WORK ORDER A ▸
Update the passage on extraparenchymal prostatic cysts between "Extraparenchymal prostatic cysts can be" and "treatment of choice.", inclusive, with "fecal retention" replaced by "constipation".
WORK ORDER B ▸
Answer these questions from the passage on extraparenchymal prostatic cysts:
(i) What is the treatment of choice for these cysts?
(ii) What color are the arrows that mark the faintly mineralized cyst walls in panel (B)?
(iii) What other name is given for extraparenchymal cysts?

QUOTED PASSAGE ▸
==================================================
Extraparenchymal prostatic cysts can be pretty small and subclinical, but they can also enlarge to quite a dramatic size (Figure 10). Radiographically, extraparenchymal cysts can resemble a moderately full urinary bladder, thus giving the radiographic impression of two urinary bladders. The walls of extraparenchymal prostatic cysts can also exhibit thin mineralization. The cysts are usually located cranial to the prostate, but they can also project caudal to the prostate into the perineal region. Clinical signs can therefore include fecal retention. Complete surgical removal of extraparenchymal cysts +/- castration is the treatment of choice.

Figure 10: Lateral radiographs in two male dogs with extraparenchymal (a.k.a. paraprostatic) cysts. (A) This patient exhibits large (blue arrows) and small (yellow arrowheads) ovoid soft tissue opacities in the caudal abdomen, creating the impression of two urinary bladders. Note that without mineralization of the cyst wall, it is not possible to differentiate radiographically between the bladder and the prostatic cyst. (B) This patient exhibits a large extraparenchymal prostatic cyst, which has faintly mineralized walls (orange arrows). Note that extraparenchymal prostatic cysts can extend caudally through the pelvic canal, causing symptoms of straining to defecate and/or perineal swelling.
==================================================
[Natural-language object grounding data]
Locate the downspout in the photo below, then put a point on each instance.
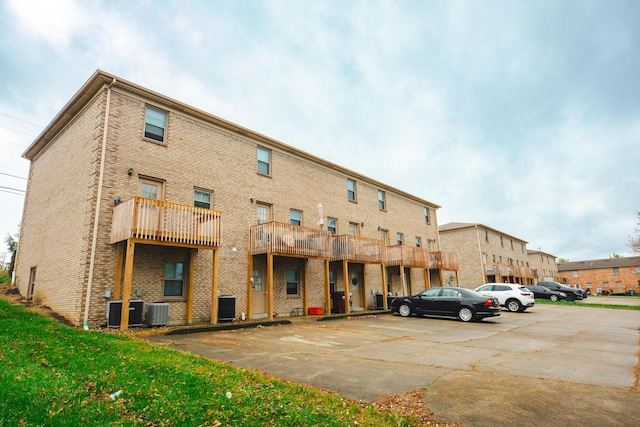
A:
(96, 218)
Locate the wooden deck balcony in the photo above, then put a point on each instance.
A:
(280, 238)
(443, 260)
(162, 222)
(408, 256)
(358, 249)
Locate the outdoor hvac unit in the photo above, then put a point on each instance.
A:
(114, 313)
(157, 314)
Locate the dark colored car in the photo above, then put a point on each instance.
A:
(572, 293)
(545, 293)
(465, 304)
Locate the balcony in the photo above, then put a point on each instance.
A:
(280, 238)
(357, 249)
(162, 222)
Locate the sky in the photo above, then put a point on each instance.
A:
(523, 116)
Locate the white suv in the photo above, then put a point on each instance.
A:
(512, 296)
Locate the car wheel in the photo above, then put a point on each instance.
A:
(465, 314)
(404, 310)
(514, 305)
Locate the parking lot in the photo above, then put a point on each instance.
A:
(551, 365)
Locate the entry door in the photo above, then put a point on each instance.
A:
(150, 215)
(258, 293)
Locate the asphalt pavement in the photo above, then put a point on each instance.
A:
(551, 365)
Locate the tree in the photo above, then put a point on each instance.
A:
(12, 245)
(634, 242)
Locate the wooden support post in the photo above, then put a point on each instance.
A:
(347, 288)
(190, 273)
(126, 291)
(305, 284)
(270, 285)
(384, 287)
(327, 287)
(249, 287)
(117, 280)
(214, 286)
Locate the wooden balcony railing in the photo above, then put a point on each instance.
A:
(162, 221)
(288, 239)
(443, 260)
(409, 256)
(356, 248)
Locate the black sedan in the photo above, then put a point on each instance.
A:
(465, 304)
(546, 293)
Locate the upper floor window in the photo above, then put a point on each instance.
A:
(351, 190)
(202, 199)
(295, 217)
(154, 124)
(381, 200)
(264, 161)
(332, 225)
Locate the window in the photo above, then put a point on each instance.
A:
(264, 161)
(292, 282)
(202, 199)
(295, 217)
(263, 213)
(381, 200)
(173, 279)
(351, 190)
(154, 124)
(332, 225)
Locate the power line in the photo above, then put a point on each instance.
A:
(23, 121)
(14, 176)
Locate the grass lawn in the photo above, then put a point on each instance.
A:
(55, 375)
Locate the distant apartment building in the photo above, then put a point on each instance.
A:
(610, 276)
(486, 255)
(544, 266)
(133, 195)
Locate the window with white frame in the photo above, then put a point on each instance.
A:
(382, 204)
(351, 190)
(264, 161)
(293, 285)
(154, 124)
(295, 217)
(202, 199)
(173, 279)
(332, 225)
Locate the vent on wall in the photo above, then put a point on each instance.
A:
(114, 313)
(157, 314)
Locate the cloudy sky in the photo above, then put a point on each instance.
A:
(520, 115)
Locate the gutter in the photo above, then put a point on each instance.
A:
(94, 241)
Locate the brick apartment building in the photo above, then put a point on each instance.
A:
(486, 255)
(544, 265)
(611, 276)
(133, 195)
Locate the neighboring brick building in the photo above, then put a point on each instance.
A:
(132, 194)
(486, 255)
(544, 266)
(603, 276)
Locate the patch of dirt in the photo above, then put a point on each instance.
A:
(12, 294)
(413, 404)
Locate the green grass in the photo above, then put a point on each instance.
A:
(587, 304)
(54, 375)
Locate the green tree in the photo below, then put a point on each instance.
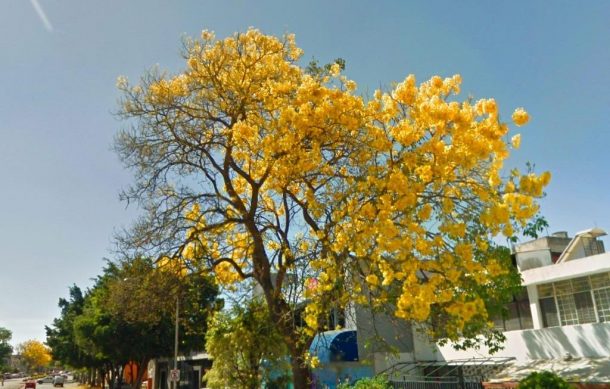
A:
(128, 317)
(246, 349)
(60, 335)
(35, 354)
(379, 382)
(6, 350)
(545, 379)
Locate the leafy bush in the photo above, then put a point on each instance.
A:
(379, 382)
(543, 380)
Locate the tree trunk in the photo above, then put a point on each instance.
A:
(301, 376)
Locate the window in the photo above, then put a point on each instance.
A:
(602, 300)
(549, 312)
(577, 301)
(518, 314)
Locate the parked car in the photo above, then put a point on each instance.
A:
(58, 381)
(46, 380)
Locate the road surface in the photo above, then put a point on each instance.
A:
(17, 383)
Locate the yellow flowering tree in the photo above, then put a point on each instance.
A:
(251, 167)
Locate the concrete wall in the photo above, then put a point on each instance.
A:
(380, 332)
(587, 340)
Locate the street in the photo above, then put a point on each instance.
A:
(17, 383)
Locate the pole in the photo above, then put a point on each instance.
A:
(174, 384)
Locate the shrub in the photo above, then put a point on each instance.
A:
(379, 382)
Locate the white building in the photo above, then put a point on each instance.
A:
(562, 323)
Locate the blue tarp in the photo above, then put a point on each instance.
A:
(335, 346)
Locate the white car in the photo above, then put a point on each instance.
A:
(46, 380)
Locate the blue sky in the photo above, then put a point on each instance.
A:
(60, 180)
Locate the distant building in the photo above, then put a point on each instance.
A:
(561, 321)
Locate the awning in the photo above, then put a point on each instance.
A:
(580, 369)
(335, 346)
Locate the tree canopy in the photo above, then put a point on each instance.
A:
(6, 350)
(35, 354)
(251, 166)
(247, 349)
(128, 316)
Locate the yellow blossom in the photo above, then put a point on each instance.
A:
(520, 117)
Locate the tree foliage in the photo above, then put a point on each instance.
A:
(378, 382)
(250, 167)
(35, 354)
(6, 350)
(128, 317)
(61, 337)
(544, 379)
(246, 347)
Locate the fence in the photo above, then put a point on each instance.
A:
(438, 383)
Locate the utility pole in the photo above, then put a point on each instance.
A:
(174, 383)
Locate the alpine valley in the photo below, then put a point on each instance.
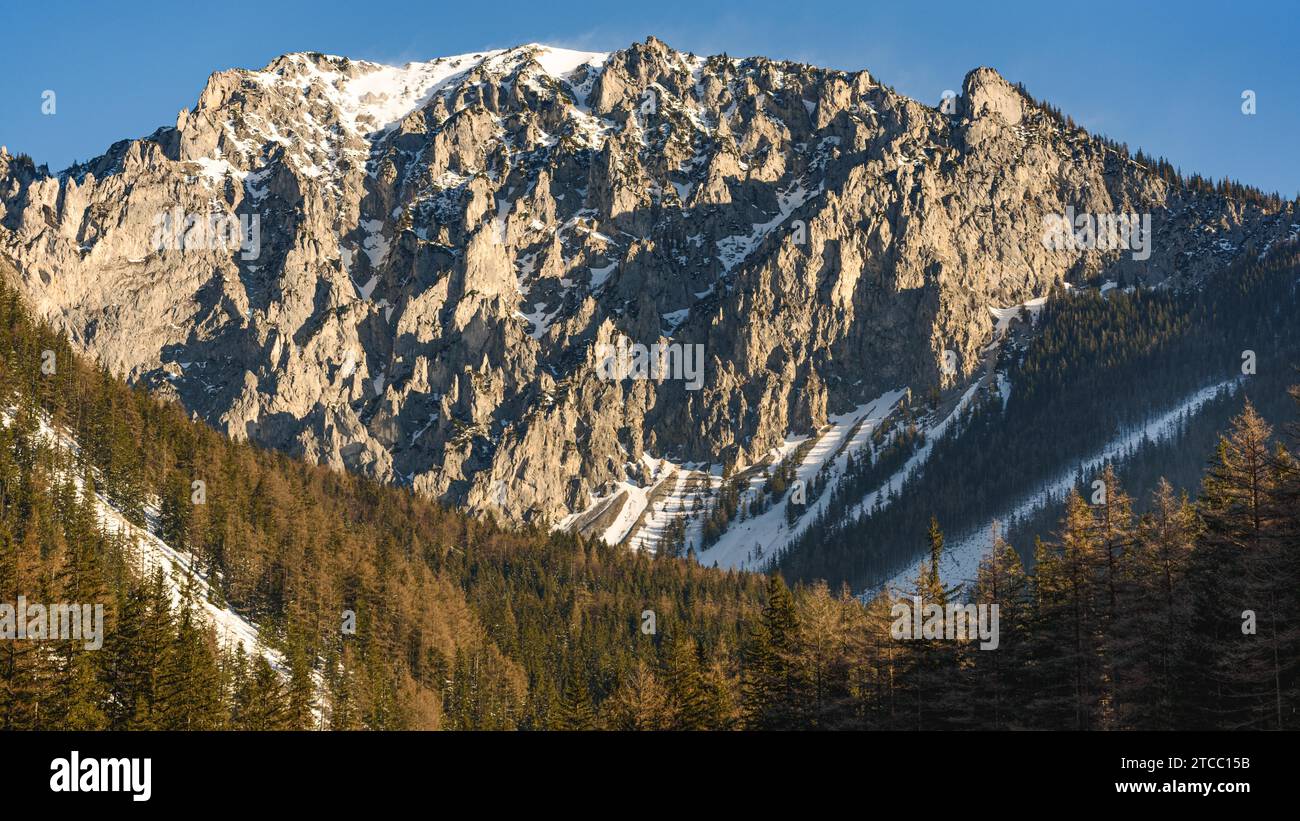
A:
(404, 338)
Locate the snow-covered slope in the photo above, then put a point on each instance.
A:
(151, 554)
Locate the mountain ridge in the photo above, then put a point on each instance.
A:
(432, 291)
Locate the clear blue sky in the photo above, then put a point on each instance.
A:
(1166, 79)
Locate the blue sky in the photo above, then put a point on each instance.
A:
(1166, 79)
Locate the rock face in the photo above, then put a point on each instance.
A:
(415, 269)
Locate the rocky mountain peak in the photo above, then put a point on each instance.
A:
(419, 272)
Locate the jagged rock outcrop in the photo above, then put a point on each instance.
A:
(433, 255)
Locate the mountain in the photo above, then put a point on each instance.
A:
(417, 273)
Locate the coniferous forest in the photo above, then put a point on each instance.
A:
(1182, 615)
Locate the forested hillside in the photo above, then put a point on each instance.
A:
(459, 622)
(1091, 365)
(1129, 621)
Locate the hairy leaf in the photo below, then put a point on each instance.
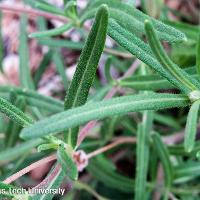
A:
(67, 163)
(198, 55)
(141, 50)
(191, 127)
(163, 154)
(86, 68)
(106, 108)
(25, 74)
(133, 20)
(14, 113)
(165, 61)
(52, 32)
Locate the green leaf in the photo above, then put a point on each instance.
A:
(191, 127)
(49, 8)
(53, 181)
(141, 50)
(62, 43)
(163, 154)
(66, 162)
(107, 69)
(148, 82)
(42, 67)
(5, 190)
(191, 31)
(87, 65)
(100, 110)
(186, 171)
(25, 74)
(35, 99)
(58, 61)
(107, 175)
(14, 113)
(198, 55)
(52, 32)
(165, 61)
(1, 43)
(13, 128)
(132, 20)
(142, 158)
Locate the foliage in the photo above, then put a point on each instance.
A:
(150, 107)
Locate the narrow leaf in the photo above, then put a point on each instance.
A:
==================================================
REPLY A ▸
Extraparenchymal prostatic cysts can be pretty small and subclinical, but they can also enlarge to quite a dramatic size (Figure 10). Radiographically, extraparenchymal cysts can resemble a moderately full urinary bladder, thus giving the radiographic impression of two urinary bladders. The walls of extraparenchymal prostatic cysts can also exhibit thin mineralization. The cysts are usually located cranial to the prostate, but they can also project caudal to the prostate into the perineal region. Clinical signs can therefore include constipation. Complete surgical removal of extraparenchymal cysts +/- castration is the treatment of choice.

REPLY B ▸
(i) Complete surgical removal of the cysts, with or without castration.
(ii) Orange.
(iii) Paraprostatic cysts.